→ **PROVIDED ENTRIES**:
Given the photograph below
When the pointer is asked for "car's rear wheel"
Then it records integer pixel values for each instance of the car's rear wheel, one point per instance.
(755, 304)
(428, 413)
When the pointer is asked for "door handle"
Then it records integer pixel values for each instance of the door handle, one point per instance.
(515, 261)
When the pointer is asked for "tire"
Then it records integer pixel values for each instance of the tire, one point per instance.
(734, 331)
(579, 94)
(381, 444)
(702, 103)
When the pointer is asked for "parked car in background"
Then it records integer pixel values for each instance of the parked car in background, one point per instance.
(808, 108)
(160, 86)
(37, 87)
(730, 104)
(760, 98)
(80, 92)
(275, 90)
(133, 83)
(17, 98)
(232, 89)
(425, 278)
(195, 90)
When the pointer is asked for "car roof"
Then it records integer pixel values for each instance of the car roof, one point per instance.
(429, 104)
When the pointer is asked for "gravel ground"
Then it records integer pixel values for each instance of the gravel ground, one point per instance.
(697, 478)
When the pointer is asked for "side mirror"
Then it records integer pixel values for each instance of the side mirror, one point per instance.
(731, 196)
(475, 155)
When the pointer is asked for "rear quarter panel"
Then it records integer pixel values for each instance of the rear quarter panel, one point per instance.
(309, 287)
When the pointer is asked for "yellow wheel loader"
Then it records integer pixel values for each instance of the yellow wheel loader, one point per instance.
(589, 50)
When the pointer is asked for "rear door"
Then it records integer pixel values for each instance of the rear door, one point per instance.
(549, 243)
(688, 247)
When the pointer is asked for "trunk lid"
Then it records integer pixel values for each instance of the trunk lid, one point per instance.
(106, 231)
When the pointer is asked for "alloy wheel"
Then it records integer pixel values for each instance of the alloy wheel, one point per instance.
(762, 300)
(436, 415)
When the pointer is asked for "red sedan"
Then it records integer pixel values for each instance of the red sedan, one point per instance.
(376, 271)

→ **WORK INSTRUCTIONS**:
The expected output is the complete listing, word for word.

→ **SOLUTION TO THIS EXERCISE**:
Given the photograph below
When the pointer is asked for "car's rear wheel"
Then it records integer pixel values for each instance of the car's rear wheel, one point per instance.
(755, 304)
(428, 413)
When the pointer is asked for "door handle"
Then it records integer pixel values for each instance of the door handle, one point per instance.
(515, 261)
When the pointer is asked for "tire"
Then it records integer pixel values for each instance of the tire, one point per instance.
(734, 331)
(579, 94)
(381, 444)
(702, 103)
When the pointer is asked for "parked car in background"
Then it records integer pixel values for each instance of the parked car in background, one point per instance.
(808, 108)
(160, 86)
(37, 87)
(730, 104)
(760, 98)
(80, 92)
(275, 90)
(133, 83)
(17, 98)
(232, 89)
(425, 278)
(195, 90)
When the pointer is asked for "car roof"
Then it records integer pixel values for each instance of the car roof, one point per instance.
(429, 104)
When the pointer is asked for "gravel ground"
Then it records integer pixel values for each instance of the gravel ground, one point per instance.
(697, 478)
When the pointer is asked for "side mirror"
Then it records integer pixel values for each instance of the side mirror, one point per instance.
(731, 196)
(475, 155)
When the pointer is asked for "rear quarter panel"
Then it records integer pixel values for each instance of the rear quarter panel, one point per instance.
(309, 287)
When the pointer is asked for "yellow wheel loader"
Then it records integer pixel values for each instance of the yellow wheel loader, one point per instance.
(589, 50)
When the pointer is asked for "rear door"
Then it records integer pixel values for each instance of the rear door, one point per instance.
(549, 243)
(688, 247)
When the pointer is asked for "trunk lid"
Then it records integer pixel values for each instance of the trunk lid, one point per instance.
(106, 231)
When the pointer is asked for "alloy wheel"
Then it records integer pixel values for each instance of the alloy wheel, one point per instance.
(762, 300)
(436, 415)
When the pointer is asked for "red sedan"
Then it records integer pixel values for each instance of the red sedan, one point per instance.
(376, 271)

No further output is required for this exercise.